> [Exercise brief]:
Beneath this line are the data; copy exactly the part of them that opens with the line containing "Mark one point on every instance of the daisy" and closes with the line containing "Mark one point on every instance of the flower stem", and only that part.

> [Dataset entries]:
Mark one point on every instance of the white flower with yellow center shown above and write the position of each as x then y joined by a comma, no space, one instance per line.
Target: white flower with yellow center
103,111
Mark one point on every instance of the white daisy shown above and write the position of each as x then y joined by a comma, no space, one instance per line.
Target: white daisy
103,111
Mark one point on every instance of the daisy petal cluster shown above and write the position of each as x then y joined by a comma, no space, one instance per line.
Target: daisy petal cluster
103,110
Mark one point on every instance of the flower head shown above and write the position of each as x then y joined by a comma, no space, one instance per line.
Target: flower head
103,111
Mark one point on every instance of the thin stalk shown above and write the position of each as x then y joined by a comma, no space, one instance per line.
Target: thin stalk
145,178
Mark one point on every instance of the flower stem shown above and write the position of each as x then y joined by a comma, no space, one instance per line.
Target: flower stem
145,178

==

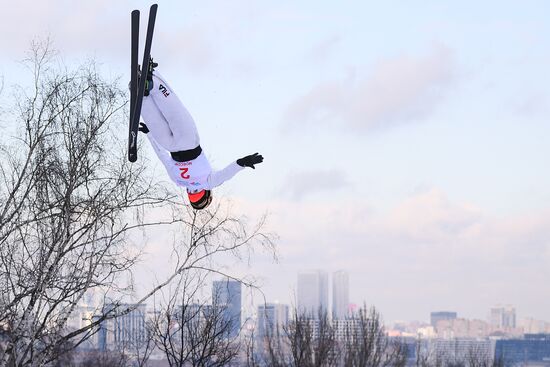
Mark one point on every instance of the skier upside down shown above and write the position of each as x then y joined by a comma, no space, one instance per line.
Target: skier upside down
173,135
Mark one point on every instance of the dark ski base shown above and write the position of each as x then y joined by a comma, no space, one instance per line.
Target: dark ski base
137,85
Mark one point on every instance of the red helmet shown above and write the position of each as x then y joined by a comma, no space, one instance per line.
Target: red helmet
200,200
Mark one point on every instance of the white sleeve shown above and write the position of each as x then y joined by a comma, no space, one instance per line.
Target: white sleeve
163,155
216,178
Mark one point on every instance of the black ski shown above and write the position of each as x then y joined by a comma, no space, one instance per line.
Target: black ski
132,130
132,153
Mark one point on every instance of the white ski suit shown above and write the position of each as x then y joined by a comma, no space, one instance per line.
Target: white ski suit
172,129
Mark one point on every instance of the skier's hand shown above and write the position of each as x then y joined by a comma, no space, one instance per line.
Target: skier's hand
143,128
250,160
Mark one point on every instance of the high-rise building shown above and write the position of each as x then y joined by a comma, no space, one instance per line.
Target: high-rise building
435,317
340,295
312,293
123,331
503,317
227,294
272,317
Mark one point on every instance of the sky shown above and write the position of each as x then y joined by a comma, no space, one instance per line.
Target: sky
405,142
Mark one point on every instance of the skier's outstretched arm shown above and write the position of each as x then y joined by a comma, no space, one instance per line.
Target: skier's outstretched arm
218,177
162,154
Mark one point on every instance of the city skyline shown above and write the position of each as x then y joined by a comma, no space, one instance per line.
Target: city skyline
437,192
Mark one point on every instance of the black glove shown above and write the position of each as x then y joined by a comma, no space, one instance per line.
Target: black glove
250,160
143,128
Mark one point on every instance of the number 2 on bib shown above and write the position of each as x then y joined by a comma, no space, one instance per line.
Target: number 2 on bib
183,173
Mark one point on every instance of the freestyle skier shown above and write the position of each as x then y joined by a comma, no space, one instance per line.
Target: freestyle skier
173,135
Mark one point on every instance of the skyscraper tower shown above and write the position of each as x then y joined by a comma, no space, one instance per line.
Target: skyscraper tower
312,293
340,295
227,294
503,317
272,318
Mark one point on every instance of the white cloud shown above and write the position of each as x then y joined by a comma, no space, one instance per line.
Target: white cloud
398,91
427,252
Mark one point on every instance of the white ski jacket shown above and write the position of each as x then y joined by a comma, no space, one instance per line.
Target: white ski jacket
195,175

> [Response to the exercise]:
Mark one point on every instance of the daisy petal cluster shown above and write the position of each as x then y joined by a comma, no space, one instance per line.
Target: daisy petal cluster
103,110
Mark one point on every instance of the flower head shown above and write the position of each as x then y joined by a comma, no space, one instance per line.
Target: flower head
103,111
Mark one point on every instance of the thin stalk shown above and write the position of each as x then y joined by a comma, no space, one instance per line.
Target: thin stalk
145,178
Mark one point on every instance of the flower stem shown above and write the position of each as x then y joined by a comma, no space, one instance per line.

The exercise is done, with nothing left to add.